_Your instructions:_
Output all records precisely as written.

[[ Exercise input, beginning ]]

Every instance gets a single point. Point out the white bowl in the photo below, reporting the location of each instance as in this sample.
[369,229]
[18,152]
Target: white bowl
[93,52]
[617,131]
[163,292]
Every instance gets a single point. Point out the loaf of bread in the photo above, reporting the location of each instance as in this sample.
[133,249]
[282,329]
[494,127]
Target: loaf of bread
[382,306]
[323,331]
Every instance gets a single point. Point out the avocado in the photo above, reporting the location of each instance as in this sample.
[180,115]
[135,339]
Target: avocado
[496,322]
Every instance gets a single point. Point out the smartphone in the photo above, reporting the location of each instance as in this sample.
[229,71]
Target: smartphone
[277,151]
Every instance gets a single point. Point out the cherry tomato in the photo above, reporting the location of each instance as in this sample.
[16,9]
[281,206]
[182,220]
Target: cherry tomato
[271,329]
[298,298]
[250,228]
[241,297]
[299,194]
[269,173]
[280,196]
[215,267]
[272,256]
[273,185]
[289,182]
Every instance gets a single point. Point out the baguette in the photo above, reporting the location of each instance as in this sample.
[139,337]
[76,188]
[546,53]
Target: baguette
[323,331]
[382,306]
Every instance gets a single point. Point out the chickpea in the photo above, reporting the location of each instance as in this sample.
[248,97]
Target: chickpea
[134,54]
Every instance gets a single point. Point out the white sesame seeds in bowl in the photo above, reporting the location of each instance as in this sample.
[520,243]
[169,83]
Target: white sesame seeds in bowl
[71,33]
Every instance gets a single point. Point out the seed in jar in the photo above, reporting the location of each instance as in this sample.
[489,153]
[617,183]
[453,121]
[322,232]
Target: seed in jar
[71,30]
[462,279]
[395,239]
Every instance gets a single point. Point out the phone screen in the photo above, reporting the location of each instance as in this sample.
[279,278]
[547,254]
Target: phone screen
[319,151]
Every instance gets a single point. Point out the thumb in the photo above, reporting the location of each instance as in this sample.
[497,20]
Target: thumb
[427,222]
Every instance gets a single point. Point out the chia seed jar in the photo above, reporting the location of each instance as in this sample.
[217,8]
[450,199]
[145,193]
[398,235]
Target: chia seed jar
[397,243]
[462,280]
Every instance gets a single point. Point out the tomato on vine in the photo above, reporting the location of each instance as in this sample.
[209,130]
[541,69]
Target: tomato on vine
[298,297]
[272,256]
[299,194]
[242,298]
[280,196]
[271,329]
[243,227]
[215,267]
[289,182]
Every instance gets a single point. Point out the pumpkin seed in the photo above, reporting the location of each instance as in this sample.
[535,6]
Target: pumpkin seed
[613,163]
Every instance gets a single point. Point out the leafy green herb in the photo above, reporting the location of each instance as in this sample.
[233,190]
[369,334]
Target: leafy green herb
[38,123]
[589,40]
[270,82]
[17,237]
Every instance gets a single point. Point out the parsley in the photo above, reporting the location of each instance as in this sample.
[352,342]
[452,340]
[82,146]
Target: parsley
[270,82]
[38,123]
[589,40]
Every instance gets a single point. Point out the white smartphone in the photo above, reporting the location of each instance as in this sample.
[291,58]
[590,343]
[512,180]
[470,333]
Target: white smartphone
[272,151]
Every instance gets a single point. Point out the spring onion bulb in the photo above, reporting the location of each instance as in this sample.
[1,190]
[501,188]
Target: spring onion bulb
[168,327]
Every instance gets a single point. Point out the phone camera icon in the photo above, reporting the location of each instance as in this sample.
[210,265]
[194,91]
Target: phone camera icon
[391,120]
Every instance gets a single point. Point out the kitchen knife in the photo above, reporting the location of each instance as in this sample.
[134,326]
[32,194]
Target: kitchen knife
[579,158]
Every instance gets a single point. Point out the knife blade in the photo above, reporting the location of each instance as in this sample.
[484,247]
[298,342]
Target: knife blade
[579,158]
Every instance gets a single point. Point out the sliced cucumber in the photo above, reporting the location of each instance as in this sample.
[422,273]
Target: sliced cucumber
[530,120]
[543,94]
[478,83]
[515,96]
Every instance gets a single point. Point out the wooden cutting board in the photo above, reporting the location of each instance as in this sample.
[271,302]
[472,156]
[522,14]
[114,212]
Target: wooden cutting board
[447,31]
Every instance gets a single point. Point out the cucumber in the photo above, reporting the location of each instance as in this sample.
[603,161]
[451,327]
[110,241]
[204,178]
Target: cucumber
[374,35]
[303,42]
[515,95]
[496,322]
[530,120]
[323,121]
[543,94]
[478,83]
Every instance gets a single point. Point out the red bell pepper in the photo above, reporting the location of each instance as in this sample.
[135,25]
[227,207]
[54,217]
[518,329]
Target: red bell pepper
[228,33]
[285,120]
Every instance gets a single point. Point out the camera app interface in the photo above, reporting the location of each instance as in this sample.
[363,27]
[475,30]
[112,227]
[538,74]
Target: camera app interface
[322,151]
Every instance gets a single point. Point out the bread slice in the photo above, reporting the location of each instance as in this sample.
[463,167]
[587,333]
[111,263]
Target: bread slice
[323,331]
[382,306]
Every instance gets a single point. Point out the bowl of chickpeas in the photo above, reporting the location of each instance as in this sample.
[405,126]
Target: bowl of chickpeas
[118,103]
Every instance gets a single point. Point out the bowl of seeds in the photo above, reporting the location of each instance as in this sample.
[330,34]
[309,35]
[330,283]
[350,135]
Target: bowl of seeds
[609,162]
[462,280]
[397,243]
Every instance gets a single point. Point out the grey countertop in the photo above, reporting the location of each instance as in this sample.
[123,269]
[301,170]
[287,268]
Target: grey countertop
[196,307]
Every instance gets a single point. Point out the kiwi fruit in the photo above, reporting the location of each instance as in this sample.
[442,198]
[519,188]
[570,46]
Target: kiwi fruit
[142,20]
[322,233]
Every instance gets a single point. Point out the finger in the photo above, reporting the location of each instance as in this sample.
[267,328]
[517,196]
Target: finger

[[ Exercise input, end ]]

_Written solution:_
Every instance gets a single point. Point out the white bowl in the photo below, reporting the location of each instance as in this sample.
[369,229]
[18,152]
Target: white bowl
[93,52]
[617,131]
[163,292]
Every instance gets a single point. Point out the loaf of bread in the photo above, reporting the location of each instance as in this sample.
[133,249]
[282,329]
[494,127]
Target: loaf of bread
[382,306]
[323,331]
Every instance gets a single point. Point out the avocado in the photo above, reporting the location of each instance as in this sample.
[180,115]
[135,339]
Target: avocado
[496,322]
Every instance gets a single point. Point out the smartphone in the photo above, reporting the location of each instance as in this sample.
[229,71]
Target: smartphone
[277,151]
Every instance gets a single point. Point out the cherry tomato in the photo above, reporting the location of each instance as in this sample.
[16,9]
[281,206]
[182,220]
Target: cherry tomato
[271,329]
[298,298]
[250,228]
[241,297]
[299,194]
[269,173]
[280,196]
[215,267]
[272,256]
[273,185]
[289,182]
Every instance gets a single point. Point out the baguette in the photo above, reporting the location of each instance as in this sample.
[139,337]
[76,188]
[546,53]
Target: baguette
[323,331]
[382,306]
Every instance gets a single point. Point out the chickpea in the photo above, reporting the location of each instance as in this sample.
[248,97]
Target: chickpea
[134,54]
Every instance gets a single point. Point out the white sesame seeds in bowl in the photo above, reporting the location of each instance as in this sample.
[520,243]
[169,83]
Target: white sesame seeds in bowl
[71,33]
Every instance gets a single point. Point out the seed in jar in the photo above, reporting the location of each instance as in this sample.
[489,153]
[617,183]
[453,121]
[322,232]
Target: seed in jar
[71,30]
[462,279]
[395,239]
Every instance gets a single point. Point out the phone screen in the photo above, reporting the location of each instance as in this sample.
[279,278]
[547,254]
Target: phone screen
[319,151]
Every instance gets a single point. Point out the thumb in the photo above, reporting the location of each instance as in this sample.
[497,20]
Target: thumb
[427,222]
Every instance gets a single point. Point out the chia seed jar in the photo above, reporting the location of each instance as in this sample.
[217,8]
[450,199]
[145,193]
[398,235]
Target: chia seed jar
[397,243]
[462,280]
Every instance gets a single point. Point out the tomato on vine in the photo above, reporting the location of each instance as in this sample.
[209,130]
[541,69]
Target: tomato on vine
[298,297]
[272,256]
[299,194]
[242,298]
[280,196]
[271,329]
[243,227]
[215,267]
[289,182]
Every instance gets a single point. Point out the pumpkin seed in the photo above, reporting the location of each instance as in this sample.
[535,6]
Target: pumpkin seed
[613,163]
Every instance gets a single point. Point out the leafy green herb in the photo above, reporting the location of each instance as in this sample.
[233,190]
[369,334]
Target: leafy green herb
[38,123]
[589,40]
[270,82]
[17,237]
Every instance gets a single point. Point out the parsley in the photo above, reporting the location of each instance as in this sample.
[352,342]
[452,340]
[82,146]
Target: parsley
[270,82]
[38,123]
[589,40]
Every instance gets a single point. Point out the white smartphone in the photo above, reporting the location of each instance as in this sample.
[291,58]
[590,343]
[512,180]
[470,333]
Target: white smartphone
[272,151]
Every instance gets a single point. Point out the spring onion bulb in the photo above, reporting the location of each instance as in this sample.
[1,190]
[501,188]
Target: spring onion bulb
[168,327]
Every instance gets a single point. Point out the phone camera icon in the photo above, reporting the location of each instance as in this sample.
[210,265]
[194,91]
Target: phone camera icon
[391,120]
Every instance gets a single point. Point out the kitchen knife in the photo above, reporting the location of each instance as in this sample.
[134,326]
[32,194]
Target: kitchen knife
[579,158]
Every instance gets a single point. Point out the knife blade in the photo above, reporting the location of each instance as in this sample.
[484,247]
[298,342]
Target: knife blade
[579,158]
Every instance gets a single point. Point out the sliced cucumber in the photo above, reporting the location of each instance as in this sample.
[422,273]
Target: sliced cucumber
[530,120]
[543,94]
[478,83]
[515,96]
Every instance gets a single point. Point out the wooden cutting board in the photo above, reporting the location of each instance as in this sample.
[271,302]
[472,156]
[522,14]
[114,212]
Target: wooden cutting board
[447,31]
Every instance gets a single point. Point out the cucumber in the photo above, reporting the location of each instance as in this sample.
[603,161]
[451,327]
[110,241]
[204,178]
Target: cucumber
[374,35]
[303,42]
[515,95]
[496,322]
[530,120]
[323,121]
[543,94]
[478,83]
Every instance gets a single point. Point out the red bell pepper in the photo above, reporting the location of each instance as in this sample.
[135,25]
[227,207]
[54,217]
[518,329]
Target: red bell pepper
[228,33]
[285,120]
Every instance gets a single point. Point out the camera app interface in the photo above, reporting the location of each instance as in this sample.
[363,27]
[475,30]
[112,227]
[538,74]
Target: camera app interface
[322,151]
Every instance gets a single point. Point out the bread slice in the photo above, reporting the location of each instance as in this sample.
[463,167]
[587,333]
[111,263]
Target: bread slice
[323,331]
[382,306]
Every instance gets a single point. Point out the bowl of chickpeas in the photo above, reporting the location of each instance as in this sample.
[405,126]
Target: bowl of chickpeas
[118,103]
Every instance gets a single point. Point out the bowl of seeds in the photo above, reporting the location of each instance as in this sample.
[330,34]
[309,35]
[330,283]
[350,135]
Target: bowl of seeds
[609,162]
[462,280]
[397,243]
Every instance gets a single point. Point out the grey countertop in the photo above, reporting the location of each instance as in this sample.
[123,269]
[301,170]
[287,268]
Target: grey countertop
[196,307]
Every instance gets a single point. Point out the kiwi fruit in the photo above, reporting the location of each instance as in this sample.
[442,198]
[519,188]
[570,46]
Target: kiwi fruit
[142,20]
[322,233]
Every instance gets a single point. Point out the finger in the photo above, reporting the location of each instance as in this sample.
[267,328]
[517,196]
Target: finger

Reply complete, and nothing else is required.